START DOCUMENT SECTION

Data Finding Process

I'm new to Genesis dev/ROM hacking, but not to ASM and programming in general. I'm embarking on something somewhat ambitious, but not too bad: I want to do some text hacks to Shining Force II for GEN.

But the only text that seems to be stored as ASCII is the characters names. All of the dialogue seems to be compressed or worked into the script or something like that.

I was just wondering: when you guys do things like this, how do you extract data? How do you even determine where it's stored? I'm using Gens KMod, and I've done several ROM dumps, including dumps between changes of only a few characters in a textbox, and when diffing the two dumps, the changes seem to be nondeterministic. But that brings up the question: would the currently loaded dialogue be stored in the RAM?

I'm not really sure how these things would be organized, if it would be compressed some way, if it's stored in one giant block or if it's totally spread out, if the text is encoded in the scripts or if it's in referenced tiles, etc.

So my question is: what can I do to find out how and where the data is stored? What techniques should I use? Maybe some of you could share your solution to a similar experience?
 
PROGRESS (even though no one's interested it seems):

I found where the variable width font is rendered into the tile list. I just recently learned that this could be done, so that explains why I overlooked it.

[attachmentid=1856]
 

Attachments

  • sf2_ss_font.jpg
    sf2_ss_font.jpg
    39 KB · Views: 130
  • sf2_ss_font.jpg
    sf2_ss_font.jpg
    39 KB · Views: 129
Originally posted by BigNailCow@Sun, 2006-05-21 @ 08:22 PM

So my question is: what can I do to find out how and where the data is stored? What techniques should I use? Maybe some of you could share your solution to a similar experience?

[post=146369]Quoted post[/post]​


Basically you work backwards. You've found where the variable width text is rendered into VRAM; next you need to locate the code that writes to VRAM which will certainly be using the text/script data as it's input. Probably the game renders the text bitmap in to *RAM*, and then copies the entire RAM block or bigger chunks to VRAM though it may directly write the text bitmap to VRAM as well - in the former case you'd also want to check VDP DMA operations incase the CPU isn't used to manually copy data from RAM to VRAM.

Going further back you may find a decompression routine that unpacks the text into RAM or similar for processing. Probably back another step is the code that picks out chunks of the script for use, which will show how all the game's text is stored.

Having a debugger helps since you can simply set watchpoints on memory locations and find when games access them. However I don't know which (if any) Genesis emulators have this feature. If the Genesis emulation in MESS is any better than it used to be and Shining Force runs, MESS has a great debugger. Maybe Gens has one too.

Otherwise you can do a disassembly of the game and sift through the code in a text editor, though it's a lot more work. Once you do it a few hundered times, it's not so bad. ;)
 
I would also recommend making a few RAM dumps at points with text on-screen - that way, you might be able to find uncompressed text and have an address to use when searching through code.

For disassembly, I recommend IDA. I think there's a version of Gens somewhere that will log 68k execution to an .idc, which you can load into IDA (after loading the ROM) to separate data and code, although you have to exercise the game extensively to make full use of this, and it still won't catch code that's been deliberately skipped by the original programmers (although it probably wouldn't be hard for someone who knows the hardware to handle such a situation).

END DOCUMENT SECTION

ASSIGNMENT: From the forum thread on finding Shining Force II text data, extract the part from "I'm new to Genesis" up to and including "in the RAM?", word for word. Work only from the forum thread above.

START DATA EXTRACTS

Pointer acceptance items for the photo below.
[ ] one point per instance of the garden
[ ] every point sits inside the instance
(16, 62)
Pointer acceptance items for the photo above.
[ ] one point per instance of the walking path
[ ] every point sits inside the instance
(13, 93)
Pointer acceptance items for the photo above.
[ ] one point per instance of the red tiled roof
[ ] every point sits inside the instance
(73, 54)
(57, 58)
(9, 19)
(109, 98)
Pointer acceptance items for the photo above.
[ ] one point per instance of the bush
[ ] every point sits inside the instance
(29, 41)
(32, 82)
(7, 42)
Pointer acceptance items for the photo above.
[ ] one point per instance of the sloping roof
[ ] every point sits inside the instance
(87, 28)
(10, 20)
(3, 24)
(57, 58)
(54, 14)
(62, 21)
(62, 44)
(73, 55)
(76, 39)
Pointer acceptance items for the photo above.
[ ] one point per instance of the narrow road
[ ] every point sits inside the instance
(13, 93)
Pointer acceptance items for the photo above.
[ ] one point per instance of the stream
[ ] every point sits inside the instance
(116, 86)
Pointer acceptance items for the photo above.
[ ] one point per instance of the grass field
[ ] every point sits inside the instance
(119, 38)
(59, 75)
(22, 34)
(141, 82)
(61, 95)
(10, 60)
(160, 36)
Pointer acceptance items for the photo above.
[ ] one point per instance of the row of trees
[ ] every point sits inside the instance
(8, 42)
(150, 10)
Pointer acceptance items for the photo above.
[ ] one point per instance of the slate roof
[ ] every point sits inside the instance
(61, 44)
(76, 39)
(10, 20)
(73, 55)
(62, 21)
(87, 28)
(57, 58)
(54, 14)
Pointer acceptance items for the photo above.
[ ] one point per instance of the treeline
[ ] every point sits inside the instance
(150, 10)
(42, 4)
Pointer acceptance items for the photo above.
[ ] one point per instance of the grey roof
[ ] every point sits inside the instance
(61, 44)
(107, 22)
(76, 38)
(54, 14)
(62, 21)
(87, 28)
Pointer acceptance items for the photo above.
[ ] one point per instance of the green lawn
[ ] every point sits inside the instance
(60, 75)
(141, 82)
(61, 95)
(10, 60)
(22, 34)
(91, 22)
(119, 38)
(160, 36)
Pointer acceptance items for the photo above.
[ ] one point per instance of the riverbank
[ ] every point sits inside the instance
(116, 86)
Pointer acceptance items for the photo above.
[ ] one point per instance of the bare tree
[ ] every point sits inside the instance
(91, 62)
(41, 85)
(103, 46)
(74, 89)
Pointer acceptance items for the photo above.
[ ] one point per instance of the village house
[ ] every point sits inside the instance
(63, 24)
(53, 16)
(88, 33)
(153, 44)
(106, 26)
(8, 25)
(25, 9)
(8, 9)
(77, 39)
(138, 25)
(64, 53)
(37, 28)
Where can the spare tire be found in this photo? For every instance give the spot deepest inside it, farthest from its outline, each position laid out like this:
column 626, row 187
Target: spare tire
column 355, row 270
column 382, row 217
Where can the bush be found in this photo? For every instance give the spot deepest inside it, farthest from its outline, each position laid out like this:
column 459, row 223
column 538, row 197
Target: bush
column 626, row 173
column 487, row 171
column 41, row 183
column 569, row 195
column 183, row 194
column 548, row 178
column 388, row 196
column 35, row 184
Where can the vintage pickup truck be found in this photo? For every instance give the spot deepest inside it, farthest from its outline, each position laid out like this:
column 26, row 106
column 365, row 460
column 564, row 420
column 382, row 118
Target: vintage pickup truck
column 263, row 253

END DATA EXTRACTS

EXPECTED ANSWER:
I'm new to Genesis dev/ROM hacking, but not to ASM and programming in general. I'm embarking on something somewhat ambitious, but not too bad: I want to do some text hacks to Shining Force II for GEN.

But the only text that seems to be stored as ASCII is the characters names. All of the dialogue seems to be compressed or worked into the script or something like that.

I was just wondering: when you guys do things like this, how do you extract data? How do you even determine where it's stored? I'm using Gens KMod, and I've done several ROM dumps, including dumps between changes of only a few characters in a textbox, and when diffing the two dumps, the changes seem to be nondeterministic. But that brings up the question: would the currently loaded dialogue be stored in the RAM?